_WHAT YOU SHOULD DO:_ Rewrite the passage on the taste and music of fear starting at "There are signs." and ending at "no one understands.", swapping "salivate" for "drool".

[QUOTED TEXT start]

There are signs. The good, the sweet, is what happens when a thought makes us salivate in joyous anticipation. The bitterness could be the acid taste blending with adrenaline on our palate just before we throw up in panic. Combined, the two opposite elements form a displeasing mixture that is hard to identify because nothing tastes quite like it.

The music of fear
It is a mistake to expect the music of fear to be like the soundtrack of a bad horror movie, door creaking, bat wings flapping, and the backward whispers of ancient Greek. At times the song of fear resembles rattling laughter. At times fear speaks in a devious tongue that transmutes your entire being from ears to toes into a frozen sentence from an unknown dialect that no one understands.

​The music of fear is a deceptive blend. It may overlap a nice melody with a tune of an opposite style, an ice melody, like a radio stuck between two different channels. (For example, take a throbbing composition from Stephen Kent, the non-aboriginal master of the didgeridoo. Mix it with a musical opposite, say, Klaus Nomi performing his “The Cold Song.”) The irritating potpourri you hear is akin to the music of fear. The more you listen to it, the more it dulls your senses—think of the Pied Piper, think of the mermaids serenading Ulysses—it lures you to surrender your sanity. At that point, fear is often so close, it sings while leaning against you. Then it starts to walk away. And you, already deaf, follow its song. You follow its meandering path to your doom.

Interior of Secundra Bagh, After the Slaughter of 2,000 Rebels by the 93rd Highlanders and 4th Punjab Regiment. First Attack of Sir Colin Campbell in November 1857, Lucknow, by Felice Beato, 1858. © The J. Paul Getty Museum, Los Angeles; digital image cou

Interior of Secundra Bagh, After the Slaughter of 2,000 Rebels by the 93rd Highlanders and 4th Punjab Regiment. First Attack of Sir Colin Campbell in November 1857, Lucknow, by Felice Beato, 1858. © The J. Paul Getty Museum, Los Angeles; digital image courtesy of the Getty’s Open Content Program.

[QUOTED TEXT end]
[SUPPLIED MATERIAL start]

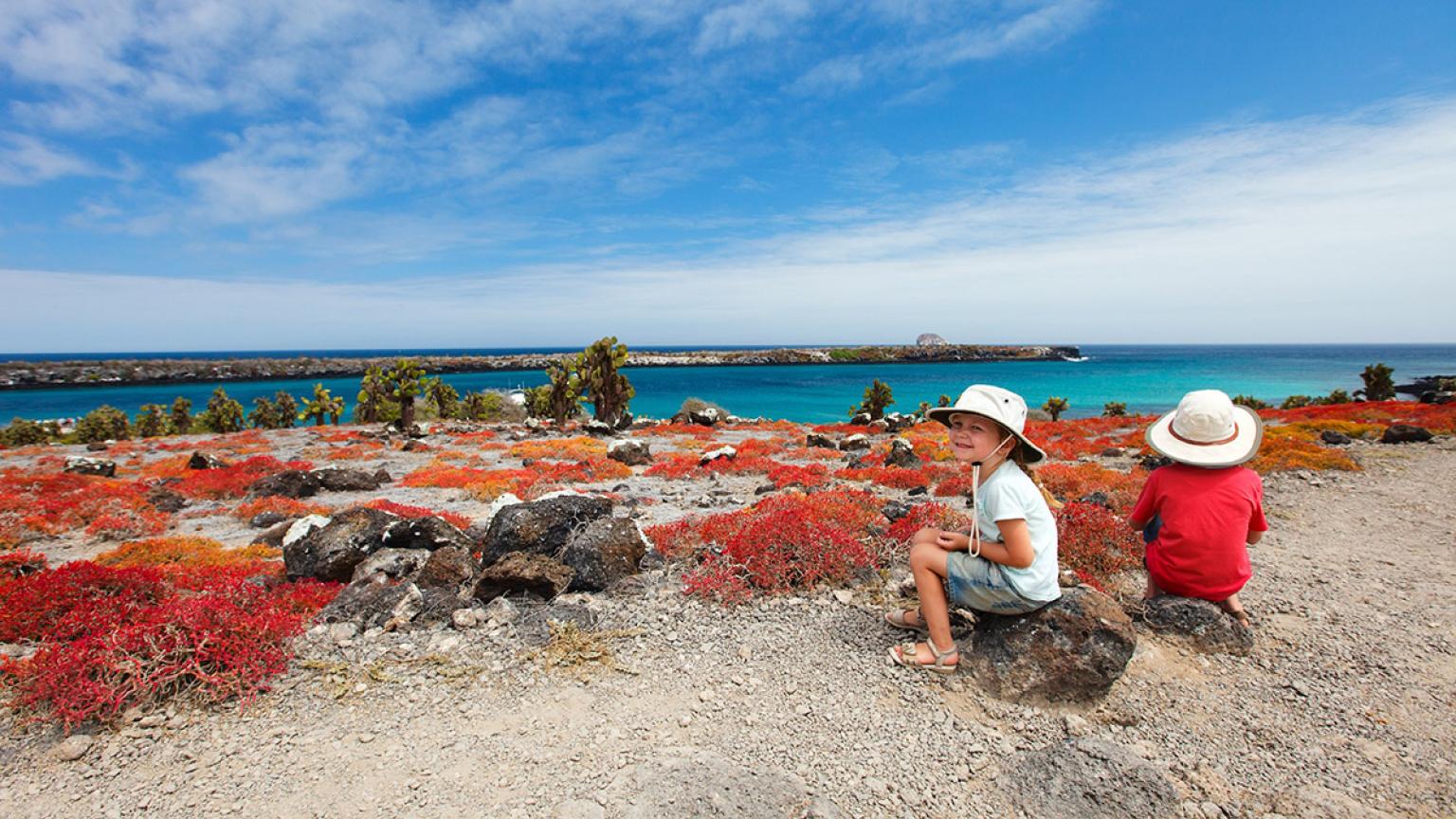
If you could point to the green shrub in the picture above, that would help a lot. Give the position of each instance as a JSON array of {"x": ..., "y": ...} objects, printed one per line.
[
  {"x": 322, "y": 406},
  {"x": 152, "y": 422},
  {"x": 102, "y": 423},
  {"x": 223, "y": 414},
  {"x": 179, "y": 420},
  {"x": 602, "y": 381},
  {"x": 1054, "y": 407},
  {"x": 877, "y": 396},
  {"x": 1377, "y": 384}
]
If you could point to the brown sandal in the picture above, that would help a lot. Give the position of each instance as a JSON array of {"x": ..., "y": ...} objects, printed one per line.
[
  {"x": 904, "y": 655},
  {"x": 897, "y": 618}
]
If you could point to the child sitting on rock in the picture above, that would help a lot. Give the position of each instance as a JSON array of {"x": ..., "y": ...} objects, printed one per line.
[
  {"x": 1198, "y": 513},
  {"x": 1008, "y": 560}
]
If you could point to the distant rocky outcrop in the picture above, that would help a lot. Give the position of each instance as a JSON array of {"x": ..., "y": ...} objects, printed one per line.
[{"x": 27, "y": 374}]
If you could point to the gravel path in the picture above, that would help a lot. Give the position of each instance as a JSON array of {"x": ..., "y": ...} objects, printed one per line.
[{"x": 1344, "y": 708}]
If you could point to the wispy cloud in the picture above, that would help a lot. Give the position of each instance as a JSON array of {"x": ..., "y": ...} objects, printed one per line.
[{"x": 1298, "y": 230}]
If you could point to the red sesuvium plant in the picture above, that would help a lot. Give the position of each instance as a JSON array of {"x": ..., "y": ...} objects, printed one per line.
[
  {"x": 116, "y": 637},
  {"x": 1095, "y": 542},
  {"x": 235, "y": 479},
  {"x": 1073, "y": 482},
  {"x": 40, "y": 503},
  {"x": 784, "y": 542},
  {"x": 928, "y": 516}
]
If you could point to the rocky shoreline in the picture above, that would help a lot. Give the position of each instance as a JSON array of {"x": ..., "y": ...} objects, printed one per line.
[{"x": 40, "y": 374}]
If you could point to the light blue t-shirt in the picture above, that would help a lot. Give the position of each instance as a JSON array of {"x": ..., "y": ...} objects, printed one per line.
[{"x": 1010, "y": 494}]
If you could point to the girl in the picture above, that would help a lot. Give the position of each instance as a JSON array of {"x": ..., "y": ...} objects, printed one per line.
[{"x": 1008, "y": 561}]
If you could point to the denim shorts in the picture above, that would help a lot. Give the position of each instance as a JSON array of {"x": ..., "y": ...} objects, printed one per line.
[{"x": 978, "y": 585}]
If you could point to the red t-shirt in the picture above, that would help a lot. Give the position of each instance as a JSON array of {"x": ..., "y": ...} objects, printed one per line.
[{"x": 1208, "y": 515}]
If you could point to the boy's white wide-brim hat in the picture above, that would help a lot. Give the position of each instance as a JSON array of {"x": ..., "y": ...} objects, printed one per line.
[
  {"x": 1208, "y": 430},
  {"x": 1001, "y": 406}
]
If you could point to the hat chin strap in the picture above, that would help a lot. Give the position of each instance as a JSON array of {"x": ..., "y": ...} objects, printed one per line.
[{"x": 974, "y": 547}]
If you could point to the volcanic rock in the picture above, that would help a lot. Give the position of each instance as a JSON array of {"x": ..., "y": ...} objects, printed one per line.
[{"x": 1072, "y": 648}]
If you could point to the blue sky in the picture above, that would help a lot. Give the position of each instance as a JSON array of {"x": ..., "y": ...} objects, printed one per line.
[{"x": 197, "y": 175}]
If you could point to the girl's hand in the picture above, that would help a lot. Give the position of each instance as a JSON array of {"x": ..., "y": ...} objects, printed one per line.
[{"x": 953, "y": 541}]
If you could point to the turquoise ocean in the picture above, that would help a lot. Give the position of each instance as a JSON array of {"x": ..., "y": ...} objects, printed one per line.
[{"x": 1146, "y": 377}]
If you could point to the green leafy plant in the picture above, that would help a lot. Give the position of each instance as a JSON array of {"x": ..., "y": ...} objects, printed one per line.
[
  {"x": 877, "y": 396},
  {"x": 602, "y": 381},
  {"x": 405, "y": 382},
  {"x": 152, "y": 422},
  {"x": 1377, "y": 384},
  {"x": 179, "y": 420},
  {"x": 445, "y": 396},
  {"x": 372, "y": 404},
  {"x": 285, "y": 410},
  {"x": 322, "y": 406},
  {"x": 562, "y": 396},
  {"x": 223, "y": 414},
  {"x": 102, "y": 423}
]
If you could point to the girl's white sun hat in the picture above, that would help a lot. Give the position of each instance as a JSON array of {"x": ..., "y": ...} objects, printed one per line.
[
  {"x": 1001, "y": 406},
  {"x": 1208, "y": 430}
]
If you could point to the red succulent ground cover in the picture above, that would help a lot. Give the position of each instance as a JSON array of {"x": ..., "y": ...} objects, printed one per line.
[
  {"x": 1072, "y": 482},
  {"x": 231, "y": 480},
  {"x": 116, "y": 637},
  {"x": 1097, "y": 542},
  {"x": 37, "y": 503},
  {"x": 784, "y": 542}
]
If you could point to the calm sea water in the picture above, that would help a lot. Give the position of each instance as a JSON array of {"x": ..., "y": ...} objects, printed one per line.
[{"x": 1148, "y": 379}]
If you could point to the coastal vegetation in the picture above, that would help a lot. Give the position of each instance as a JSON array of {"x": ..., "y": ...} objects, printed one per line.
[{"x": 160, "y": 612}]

[SUPPLIED MATERIAL end]
[SUPPLIED MATERIAL start]

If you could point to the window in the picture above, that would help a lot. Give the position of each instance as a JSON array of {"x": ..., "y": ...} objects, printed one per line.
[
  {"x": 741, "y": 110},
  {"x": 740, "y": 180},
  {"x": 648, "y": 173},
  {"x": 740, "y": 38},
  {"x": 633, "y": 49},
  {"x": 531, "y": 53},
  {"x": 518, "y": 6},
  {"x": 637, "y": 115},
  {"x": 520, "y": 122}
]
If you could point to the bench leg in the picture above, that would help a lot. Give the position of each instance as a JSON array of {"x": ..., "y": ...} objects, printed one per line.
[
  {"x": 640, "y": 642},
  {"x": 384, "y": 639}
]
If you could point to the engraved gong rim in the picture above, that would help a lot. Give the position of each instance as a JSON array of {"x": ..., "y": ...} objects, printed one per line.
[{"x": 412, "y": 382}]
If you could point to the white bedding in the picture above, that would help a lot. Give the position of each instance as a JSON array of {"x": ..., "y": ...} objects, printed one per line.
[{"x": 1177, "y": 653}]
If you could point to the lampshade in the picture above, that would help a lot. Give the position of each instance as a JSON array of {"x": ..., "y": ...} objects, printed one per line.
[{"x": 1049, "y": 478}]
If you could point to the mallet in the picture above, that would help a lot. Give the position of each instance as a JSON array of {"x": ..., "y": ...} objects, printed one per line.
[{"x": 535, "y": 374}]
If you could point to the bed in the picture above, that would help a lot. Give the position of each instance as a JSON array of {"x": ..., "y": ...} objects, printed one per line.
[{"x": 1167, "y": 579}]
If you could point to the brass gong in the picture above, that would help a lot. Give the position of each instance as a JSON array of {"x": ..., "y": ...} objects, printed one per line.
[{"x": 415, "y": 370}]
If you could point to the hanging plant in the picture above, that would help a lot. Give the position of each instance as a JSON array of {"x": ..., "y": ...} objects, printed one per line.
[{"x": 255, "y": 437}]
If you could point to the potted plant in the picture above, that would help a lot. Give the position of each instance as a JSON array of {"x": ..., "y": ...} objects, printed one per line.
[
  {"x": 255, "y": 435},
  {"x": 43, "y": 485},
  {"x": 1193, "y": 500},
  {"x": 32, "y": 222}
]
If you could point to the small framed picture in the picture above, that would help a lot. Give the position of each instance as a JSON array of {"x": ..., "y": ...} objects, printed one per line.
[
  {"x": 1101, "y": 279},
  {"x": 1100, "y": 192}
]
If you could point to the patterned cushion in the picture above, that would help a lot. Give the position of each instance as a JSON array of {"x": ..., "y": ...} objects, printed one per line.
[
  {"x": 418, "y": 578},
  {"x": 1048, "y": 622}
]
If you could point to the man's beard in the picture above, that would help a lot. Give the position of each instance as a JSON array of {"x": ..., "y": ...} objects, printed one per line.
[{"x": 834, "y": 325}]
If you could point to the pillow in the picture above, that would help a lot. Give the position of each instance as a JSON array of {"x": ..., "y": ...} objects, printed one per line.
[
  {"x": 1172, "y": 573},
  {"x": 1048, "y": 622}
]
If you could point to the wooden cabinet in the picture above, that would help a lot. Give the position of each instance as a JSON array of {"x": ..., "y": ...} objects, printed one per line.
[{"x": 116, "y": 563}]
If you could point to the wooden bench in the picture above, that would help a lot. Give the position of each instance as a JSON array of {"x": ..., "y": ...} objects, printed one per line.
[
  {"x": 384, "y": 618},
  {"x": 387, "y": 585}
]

[SUPPLIED MATERIAL end]

_EXERCISE RESPONSE:_
There are signs. The good, the sweet, is what happens when a thought makes us drool in joyous anticipation. The bitterness could be the acid taste blending with adrenaline on our palate just before we throw up in panic. Combined, the two opposite elements form a displeasing mixture that is hard to identify because nothing tastes quite like it.

The music of fear
It is a mistake to expect the music of fear to be like the soundtrack of a bad horror movie, door creaking, bat wings flapping, and the backward whispers of ancient Greek. At times the song of fear resembles rattling laughter. At times fear speaks in a devious tongue that transmutes your entire being from ears to toes into a frozen sentence from an unknown dialect that no one understands.